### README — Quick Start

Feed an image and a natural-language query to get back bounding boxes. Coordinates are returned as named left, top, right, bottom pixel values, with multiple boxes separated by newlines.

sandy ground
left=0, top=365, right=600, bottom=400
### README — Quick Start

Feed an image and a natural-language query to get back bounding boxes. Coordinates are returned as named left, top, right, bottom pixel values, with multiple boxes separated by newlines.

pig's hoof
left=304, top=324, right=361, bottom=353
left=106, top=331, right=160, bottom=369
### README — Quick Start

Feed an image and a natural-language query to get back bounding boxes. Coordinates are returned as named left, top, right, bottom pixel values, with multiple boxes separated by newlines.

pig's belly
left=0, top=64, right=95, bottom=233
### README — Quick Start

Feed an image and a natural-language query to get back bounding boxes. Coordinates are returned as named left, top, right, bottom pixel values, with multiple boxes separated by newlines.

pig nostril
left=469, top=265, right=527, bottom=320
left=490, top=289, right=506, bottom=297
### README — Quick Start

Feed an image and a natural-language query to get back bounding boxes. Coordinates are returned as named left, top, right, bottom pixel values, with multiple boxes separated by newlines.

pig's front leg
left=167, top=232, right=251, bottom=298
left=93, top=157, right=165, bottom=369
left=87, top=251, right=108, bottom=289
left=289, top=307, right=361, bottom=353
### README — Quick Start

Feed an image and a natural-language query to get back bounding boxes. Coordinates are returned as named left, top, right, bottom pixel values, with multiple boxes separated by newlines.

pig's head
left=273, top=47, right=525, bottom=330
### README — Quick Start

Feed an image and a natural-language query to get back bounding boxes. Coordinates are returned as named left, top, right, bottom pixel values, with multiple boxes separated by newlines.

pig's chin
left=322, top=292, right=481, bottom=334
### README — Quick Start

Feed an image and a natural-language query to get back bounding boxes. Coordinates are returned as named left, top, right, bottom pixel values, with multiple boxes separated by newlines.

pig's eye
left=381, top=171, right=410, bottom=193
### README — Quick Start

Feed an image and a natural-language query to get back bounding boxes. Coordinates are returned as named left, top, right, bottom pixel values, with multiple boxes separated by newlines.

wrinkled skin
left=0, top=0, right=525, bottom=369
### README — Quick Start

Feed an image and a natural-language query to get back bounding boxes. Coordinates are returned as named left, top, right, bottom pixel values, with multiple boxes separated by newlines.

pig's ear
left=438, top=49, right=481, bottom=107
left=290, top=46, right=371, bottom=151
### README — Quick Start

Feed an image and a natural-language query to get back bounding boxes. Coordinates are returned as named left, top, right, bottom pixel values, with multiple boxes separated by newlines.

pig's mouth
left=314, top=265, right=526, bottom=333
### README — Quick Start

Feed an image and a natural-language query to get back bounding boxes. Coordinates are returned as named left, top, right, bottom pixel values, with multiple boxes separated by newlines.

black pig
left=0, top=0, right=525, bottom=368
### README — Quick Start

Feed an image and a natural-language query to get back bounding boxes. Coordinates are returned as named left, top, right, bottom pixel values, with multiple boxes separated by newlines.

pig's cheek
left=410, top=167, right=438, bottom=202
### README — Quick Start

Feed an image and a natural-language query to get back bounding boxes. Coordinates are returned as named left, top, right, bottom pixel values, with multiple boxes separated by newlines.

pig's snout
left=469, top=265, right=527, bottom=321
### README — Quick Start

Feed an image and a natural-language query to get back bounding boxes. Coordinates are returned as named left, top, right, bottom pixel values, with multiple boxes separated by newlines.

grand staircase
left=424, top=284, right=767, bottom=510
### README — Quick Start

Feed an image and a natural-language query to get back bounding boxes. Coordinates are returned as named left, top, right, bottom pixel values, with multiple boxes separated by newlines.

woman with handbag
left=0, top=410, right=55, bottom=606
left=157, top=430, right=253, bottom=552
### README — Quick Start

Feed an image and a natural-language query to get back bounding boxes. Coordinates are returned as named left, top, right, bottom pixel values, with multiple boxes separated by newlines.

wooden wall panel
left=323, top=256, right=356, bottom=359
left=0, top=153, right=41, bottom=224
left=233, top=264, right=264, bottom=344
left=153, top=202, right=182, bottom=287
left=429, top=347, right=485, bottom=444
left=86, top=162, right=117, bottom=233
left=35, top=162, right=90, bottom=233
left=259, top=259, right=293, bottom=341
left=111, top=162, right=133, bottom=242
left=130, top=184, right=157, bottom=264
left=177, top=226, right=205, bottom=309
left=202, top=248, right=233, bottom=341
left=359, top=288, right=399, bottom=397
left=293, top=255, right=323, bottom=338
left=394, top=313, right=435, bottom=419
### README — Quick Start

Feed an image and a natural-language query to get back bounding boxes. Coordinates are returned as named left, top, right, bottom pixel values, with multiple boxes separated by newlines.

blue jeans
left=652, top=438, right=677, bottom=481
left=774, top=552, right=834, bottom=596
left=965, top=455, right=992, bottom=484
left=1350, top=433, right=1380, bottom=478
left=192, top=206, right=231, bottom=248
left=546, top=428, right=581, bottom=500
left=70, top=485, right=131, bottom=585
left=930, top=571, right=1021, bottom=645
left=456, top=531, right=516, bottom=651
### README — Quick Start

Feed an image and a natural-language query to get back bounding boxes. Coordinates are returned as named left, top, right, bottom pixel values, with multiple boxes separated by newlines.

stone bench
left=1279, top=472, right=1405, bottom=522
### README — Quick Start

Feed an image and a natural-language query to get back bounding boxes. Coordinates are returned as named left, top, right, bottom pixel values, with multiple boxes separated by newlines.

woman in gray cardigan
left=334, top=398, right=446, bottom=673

═══

● Directions: Please rewrite all of the records above, substituting "plain-language query" for "natural-language query" wherever it occurs and leaving everything else as it is.

● Result of the task:
### README — Quick Start

Feed an image and a plain-language query to get back bounding boxes. Coordinates are returned as named left, top, right, bottom pixel values, with multiple boxes separated by newlines.

sandy ground
left=0, top=365, right=600, bottom=400
### README — Quick Start

Feed an image and a plain-language query to get back bounding boxes. Coordinates are returned as named left, top, right, bottom pixel values, with multiple boxes separated by newlines.

pig's hoof
left=304, top=324, right=361, bottom=353
left=106, top=331, right=160, bottom=369
### README — Quick Start

Feed an image and a plain-language query to get back bounding boxes. Coordinates are returned as named left, top, right, bottom pixel values, with multiple boxes separated by newlines.

pig's belly
left=0, top=64, right=95, bottom=233
### README — Quick Start

Feed an image and a plain-language query to get back bounding boxes. Coordinates are returned as named left, top, right, bottom pixel values, with multiple boxes separated by newlines.

pig nostril
left=469, top=265, right=527, bottom=320
left=490, top=289, right=506, bottom=297
### README — Quick Start

Feed an image and a plain-language query to get back bounding boxes. Coordinates are returned as named left, top, right, bottom pixel values, with multiple boxes separated by newlines.

pig's front leg
left=167, top=232, right=251, bottom=298
left=93, top=157, right=165, bottom=369
left=87, top=251, right=108, bottom=289
left=289, top=307, right=361, bottom=353
### README — Quick Start

Feed an image and a plain-language query to get back bounding boxes. Coordinates are returned as named left, top, right, bottom pixel values, with multiple boxes separated by newlines.

pig's head
left=273, top=47, right=525, bottom=330
### README — Quick Start

Feed an image and a plain-language query to get back bounding boxes. Coordinates are returned as named left, top, right, bottom pixel values, with multiple boxes separated by newlines.

pig's chin
left=322, top=292, right=481, bottom=334
### README — Quick Start

Feed an image and a plain-language query to get back bounding boxes. Coordinates are returned as named left, top, right, bottom pixel values, with multiple boxes separated by newlines.

pig's eye
left=381, top=171, right=410, bottom=193
### README — Quick Start

Feed an image and a plain-language query to get back bounding boxes. Coordinates are returned as named left, top, right, bottom pixel values, with multiple boxes separated by newlines.

wrinkled skin
left=0, top=0, right=525, bottom=369
### README — Quick Start

Feed an image and a plain-language query to get back bounding boxes. Coordinates are returned as named left, top, right, bottom pixel values, with multiple boxes separated by newlines.

pig's ear
left=438, top=49, right=481, bottom=107
left=290, top=46, right=371, bottom=151
### README — Quick Start

Feed an image and a plain-language query to get back bounding boxes. Coordinates are returned as named left, top, right, bottom pixel values, with multiple boxes separated by newlines.

pig's mouth
left=314, top=265, right=526, bottom=333
### README — Quick Start

Feed an image and a plain-language query to get back bounding boxes. Coordinates are returned as named left, top, right, bottom pixel values, with multiple boxes separated by newlines.

black pig
left=0, top=0, right=525, bottom=368
### README — Quick Start

Feed an image and a plain-language query to get back bounding boxes. Coordinates are returned as named left, top, right, bottom pixel values, with multiple boxes separated by newlines.

pig's cheek
left=410, top=167, right=438, bottom=202
### README — Quick Start

Feed an image and a plain-language query to get back bounding boxes. Coordinates are returned as named left, top, right, bottom pixel values, with multiple boxes separated by newlines.

pig's snout
left=469, top=265, right=527, bottom=321
### README — Quick Start

Feed an image and a plain-language query to get back bounding boxes. Coordinates are returned as named left, top, right, bottom pixel values, with multiple boxes separated by newlines.

grand staircase
left=424, top=284, right=767, bottom=510
### README — Quick Start

Feed an image and a plain-language query to get back bounding boxes. Coordinates are returned as named left, top, right, bottom pixel values, with multiple boxes separated by newlines.

woman with handbag
left=0, top=410, right=55, bottom=606
left=157, top=430, right=253, bottom=552
### README — Quick Start

Feed an image and a plain-language query to get back bounding boxes. Coordinates are returned as named left, top, right, bottom pixel values, with multiple boxes separated by newlines.

wooden wall panel
left=323, top=256, right=356, bottom=359
left=0, top=153, right=41, bottom=224
left=233, top=264, right=264, bottom=344
left=153, top=202, right=182, bottom=287
left=429, top=347, right=485, bottom=444
left=86, top=162, right=117, bottom=233
left=35, top=162, right=90, bottom=233
left=259, top=259, right=293, bottom=341
left=111, top=162, right=133, bottom=242
left=130, top=184, right=157, bottom=264
left=177, top=226, right=205, bottom=309
left=202, top=248, right=233, bottom=341
left=359, top=288, right=399, bottom=397
left=293, top=255, right=323, bottom=338
left=394, top=313, right=435, bottom=419
### README — Quick Start

Feed an image and a plain-language query to get back bounding boxes. Coordinates are returned as named left, top, right, bottom pixel values, with multiple boxes separated by newlines.

blue jeans
left=652, top=438, right=677, bottom=481
left=774, top=552, right=834, bottom=596
left=965, top=455, right=992, bottom=484
left=1350, top=433, right=1380, bottom=478
left=192, top=206, right=231, bottom=248
left=546, top=428, right=581, bottom=500
left=70, top=485, right=131, bottom=585
left=930, top=571, right=1021, bottom=645
left=456, top=531, right=516, bottom=651
### README — Quick Start

Feed an image and a plain-language query to get back bounding boxes. Coordinates are returned as named left, top, right, bottom pixel values, with multiple boxes separated by newlines.

stone bench
left=1279, top=472, right=1405, bottom=522
### README — Quick Start

Feed an image and a plain-language query to get back bounding boxes. Coordinates are returned as named left, top, right, bottom pixel values, with multiple boxes separated by newlines.

woman in gray cardigan
left=334, top=398, right=446, bottom=673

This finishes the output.